Given instruction: Collect every line below that contains the word "green". Case counts.

Source records
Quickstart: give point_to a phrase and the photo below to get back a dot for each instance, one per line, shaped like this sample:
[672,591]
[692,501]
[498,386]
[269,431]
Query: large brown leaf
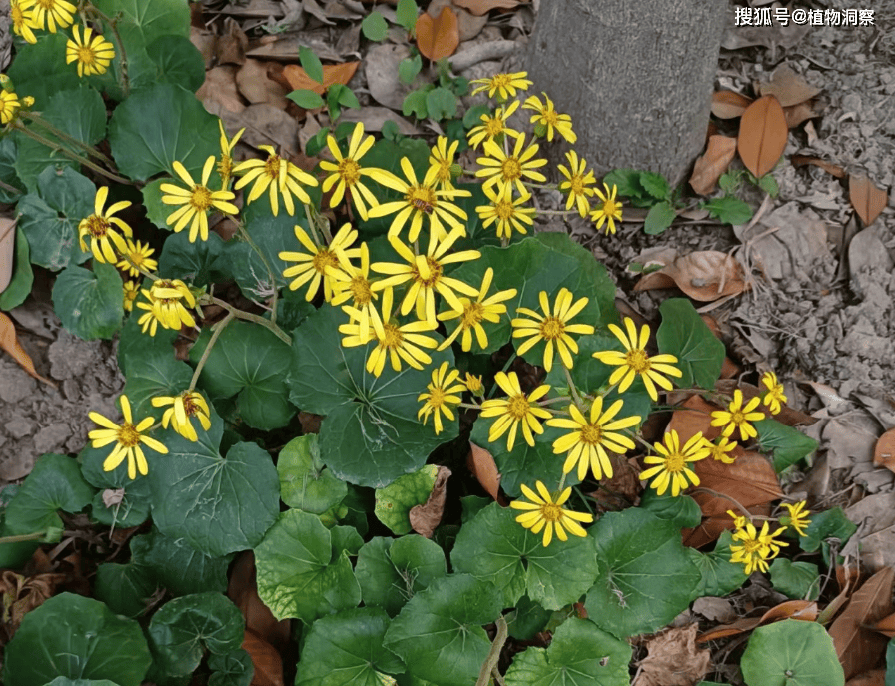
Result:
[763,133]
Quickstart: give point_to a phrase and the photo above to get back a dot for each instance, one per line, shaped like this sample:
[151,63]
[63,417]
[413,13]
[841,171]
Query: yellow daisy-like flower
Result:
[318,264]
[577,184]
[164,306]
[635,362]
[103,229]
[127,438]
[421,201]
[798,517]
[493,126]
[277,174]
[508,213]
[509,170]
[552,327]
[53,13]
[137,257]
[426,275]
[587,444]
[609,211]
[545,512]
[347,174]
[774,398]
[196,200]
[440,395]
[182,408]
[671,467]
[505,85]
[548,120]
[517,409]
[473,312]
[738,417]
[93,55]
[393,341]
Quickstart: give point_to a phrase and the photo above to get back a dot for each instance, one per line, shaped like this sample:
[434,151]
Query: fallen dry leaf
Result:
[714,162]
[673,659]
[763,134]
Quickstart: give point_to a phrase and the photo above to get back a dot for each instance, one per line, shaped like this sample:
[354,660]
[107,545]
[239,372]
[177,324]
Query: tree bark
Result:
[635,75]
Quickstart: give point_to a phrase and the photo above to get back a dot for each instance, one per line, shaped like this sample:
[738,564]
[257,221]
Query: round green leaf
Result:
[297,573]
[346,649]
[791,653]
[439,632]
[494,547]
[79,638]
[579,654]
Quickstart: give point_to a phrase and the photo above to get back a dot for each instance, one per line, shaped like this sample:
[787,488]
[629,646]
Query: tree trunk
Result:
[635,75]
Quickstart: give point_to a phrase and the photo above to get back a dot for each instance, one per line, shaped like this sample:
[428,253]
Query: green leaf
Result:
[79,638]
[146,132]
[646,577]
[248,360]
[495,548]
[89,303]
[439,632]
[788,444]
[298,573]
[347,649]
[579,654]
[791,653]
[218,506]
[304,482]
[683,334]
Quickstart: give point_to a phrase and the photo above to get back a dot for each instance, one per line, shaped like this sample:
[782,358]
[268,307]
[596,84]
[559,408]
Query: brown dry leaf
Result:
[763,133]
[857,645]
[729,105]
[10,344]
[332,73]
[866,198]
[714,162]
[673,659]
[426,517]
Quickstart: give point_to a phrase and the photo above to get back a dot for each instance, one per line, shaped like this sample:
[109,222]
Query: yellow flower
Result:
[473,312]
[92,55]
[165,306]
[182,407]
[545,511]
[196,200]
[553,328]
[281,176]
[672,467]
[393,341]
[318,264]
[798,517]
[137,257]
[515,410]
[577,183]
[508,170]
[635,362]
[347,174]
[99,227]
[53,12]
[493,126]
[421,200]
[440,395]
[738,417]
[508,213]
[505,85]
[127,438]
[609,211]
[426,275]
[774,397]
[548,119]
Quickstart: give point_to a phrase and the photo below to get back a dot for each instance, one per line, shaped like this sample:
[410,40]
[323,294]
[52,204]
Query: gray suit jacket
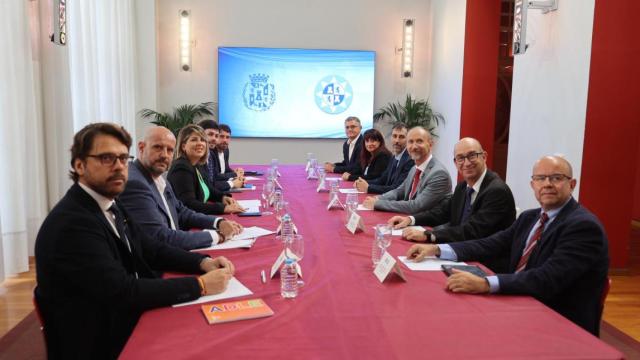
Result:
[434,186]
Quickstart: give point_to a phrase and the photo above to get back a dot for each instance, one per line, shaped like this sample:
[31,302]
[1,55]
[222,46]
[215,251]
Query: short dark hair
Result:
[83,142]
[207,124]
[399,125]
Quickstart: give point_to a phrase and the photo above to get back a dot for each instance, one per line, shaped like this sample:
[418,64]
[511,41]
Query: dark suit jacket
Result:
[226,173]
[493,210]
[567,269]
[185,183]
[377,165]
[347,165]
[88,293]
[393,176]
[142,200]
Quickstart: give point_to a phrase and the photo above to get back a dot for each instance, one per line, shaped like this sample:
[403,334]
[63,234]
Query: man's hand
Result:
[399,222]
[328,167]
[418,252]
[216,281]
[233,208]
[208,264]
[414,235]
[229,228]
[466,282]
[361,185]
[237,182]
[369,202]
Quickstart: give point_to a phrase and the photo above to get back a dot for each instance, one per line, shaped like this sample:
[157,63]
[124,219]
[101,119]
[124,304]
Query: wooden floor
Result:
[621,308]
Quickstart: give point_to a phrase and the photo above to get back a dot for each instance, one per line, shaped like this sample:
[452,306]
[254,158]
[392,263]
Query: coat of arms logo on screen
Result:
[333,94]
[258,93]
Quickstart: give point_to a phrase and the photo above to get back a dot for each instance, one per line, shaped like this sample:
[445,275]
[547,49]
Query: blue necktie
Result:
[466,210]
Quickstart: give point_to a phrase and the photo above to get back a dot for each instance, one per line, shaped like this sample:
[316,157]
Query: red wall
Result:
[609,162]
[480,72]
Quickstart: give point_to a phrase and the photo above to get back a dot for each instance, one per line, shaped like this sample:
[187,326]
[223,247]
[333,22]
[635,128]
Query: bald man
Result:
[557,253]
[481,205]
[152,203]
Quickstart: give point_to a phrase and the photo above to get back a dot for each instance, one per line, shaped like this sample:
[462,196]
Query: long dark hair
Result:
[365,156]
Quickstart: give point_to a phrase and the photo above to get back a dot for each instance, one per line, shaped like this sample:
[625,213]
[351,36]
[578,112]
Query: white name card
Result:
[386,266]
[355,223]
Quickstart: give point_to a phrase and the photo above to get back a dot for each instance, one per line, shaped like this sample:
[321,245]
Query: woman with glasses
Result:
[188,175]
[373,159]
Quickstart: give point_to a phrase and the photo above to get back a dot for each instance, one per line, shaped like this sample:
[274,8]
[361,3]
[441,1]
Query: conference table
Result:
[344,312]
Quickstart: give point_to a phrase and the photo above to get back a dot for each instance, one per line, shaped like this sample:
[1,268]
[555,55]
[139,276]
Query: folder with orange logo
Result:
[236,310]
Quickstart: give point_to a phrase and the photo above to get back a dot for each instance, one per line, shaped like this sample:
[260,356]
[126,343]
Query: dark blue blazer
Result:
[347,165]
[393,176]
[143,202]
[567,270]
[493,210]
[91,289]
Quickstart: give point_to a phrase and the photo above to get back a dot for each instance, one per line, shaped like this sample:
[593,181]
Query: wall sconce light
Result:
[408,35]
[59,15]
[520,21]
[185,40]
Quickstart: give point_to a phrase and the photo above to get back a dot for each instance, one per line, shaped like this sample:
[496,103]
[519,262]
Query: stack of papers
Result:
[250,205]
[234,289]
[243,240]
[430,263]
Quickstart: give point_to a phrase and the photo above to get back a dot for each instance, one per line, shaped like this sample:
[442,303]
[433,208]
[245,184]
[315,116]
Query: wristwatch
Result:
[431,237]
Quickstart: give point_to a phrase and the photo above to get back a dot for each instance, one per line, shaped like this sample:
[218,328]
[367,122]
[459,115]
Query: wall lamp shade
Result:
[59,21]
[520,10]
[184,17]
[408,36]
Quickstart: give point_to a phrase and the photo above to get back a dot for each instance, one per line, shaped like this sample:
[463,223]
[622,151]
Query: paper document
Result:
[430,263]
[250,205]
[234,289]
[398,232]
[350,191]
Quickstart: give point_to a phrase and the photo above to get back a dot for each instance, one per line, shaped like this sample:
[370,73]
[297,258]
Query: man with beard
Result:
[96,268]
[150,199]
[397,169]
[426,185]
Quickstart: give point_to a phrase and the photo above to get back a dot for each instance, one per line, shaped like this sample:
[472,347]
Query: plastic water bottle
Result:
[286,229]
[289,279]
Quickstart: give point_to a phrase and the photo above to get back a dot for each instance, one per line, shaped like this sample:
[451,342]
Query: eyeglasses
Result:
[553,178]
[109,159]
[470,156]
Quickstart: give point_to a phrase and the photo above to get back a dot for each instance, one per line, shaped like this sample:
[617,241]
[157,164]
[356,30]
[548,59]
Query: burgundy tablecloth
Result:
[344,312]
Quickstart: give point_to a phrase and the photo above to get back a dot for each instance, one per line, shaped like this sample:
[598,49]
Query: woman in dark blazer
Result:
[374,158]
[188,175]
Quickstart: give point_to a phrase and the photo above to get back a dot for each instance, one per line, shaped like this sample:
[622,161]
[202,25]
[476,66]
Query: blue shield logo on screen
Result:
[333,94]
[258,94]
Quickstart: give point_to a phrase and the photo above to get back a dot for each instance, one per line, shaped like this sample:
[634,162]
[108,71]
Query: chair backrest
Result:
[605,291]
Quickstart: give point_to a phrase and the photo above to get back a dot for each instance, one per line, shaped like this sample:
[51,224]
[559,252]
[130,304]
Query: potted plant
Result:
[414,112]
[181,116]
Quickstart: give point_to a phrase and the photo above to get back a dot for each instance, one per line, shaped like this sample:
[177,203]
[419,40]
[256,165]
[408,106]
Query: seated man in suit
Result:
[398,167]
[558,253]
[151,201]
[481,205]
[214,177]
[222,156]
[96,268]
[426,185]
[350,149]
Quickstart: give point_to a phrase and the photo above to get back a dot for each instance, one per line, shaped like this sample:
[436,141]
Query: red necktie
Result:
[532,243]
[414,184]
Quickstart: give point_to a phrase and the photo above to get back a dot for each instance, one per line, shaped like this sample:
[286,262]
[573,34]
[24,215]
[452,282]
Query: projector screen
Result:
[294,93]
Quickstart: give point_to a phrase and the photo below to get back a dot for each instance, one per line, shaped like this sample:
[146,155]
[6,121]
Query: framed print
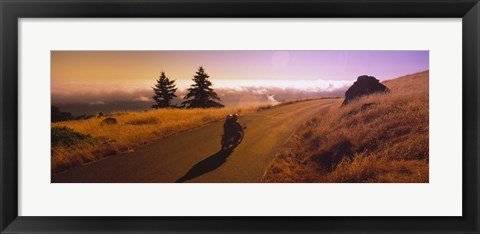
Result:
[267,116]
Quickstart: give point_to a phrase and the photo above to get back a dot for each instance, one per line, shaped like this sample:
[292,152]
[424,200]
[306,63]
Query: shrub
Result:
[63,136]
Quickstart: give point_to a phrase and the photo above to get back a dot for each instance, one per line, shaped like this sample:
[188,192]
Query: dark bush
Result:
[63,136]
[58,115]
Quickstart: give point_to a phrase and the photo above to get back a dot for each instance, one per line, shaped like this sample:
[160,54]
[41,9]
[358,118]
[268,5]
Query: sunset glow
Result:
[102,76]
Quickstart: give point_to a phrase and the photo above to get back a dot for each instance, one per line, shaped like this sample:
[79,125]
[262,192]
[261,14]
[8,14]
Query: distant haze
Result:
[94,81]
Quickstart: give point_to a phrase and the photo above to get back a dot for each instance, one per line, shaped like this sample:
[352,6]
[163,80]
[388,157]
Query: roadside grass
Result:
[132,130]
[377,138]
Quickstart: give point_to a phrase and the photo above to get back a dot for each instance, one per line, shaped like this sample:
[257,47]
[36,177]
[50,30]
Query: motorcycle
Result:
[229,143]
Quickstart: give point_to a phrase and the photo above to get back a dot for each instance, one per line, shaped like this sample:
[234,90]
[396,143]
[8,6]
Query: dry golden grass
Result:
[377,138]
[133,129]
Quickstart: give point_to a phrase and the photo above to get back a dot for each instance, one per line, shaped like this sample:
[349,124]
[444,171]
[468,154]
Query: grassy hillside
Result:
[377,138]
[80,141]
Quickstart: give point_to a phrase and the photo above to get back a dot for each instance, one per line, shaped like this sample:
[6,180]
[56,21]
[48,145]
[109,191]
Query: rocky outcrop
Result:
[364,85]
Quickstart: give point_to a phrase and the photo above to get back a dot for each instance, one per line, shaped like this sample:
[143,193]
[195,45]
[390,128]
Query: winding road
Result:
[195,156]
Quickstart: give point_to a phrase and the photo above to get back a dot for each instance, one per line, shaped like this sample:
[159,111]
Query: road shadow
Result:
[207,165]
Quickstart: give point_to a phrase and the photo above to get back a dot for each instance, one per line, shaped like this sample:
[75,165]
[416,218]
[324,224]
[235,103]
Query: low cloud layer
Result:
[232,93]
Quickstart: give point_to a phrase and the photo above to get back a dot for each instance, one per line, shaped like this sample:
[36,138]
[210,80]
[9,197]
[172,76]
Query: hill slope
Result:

Finished answer:
Query: round green leaf
Query: green leaf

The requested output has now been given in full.